- _Data shown_:
· · · ·

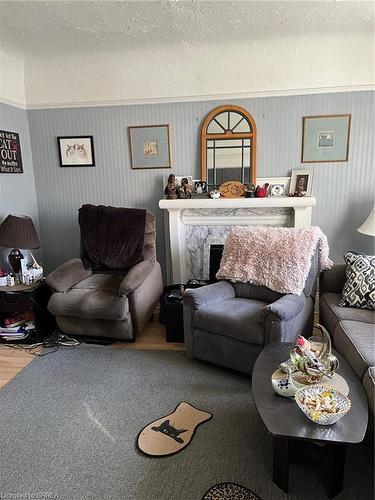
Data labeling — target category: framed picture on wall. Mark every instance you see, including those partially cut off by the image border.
[289,170,314,196]
[128,125,171,169]
[57,135,95,167]
[301,115,352,163]
[0,130,23,174]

· · · ·

- _Stated exercise_:
Put "framed painting" in place of "framed picture" in the records and write them out again with nothing else changed. Leave the pictures out.

- _Result_:
Data labeling — target category: framed painting on wall. Mark every instance you see, including those partially cut off by the image border.
[289,170,314,196]
[128,125,171,169]
[57,135,95,167]
[301,115,352,163]
[0,130,23,174]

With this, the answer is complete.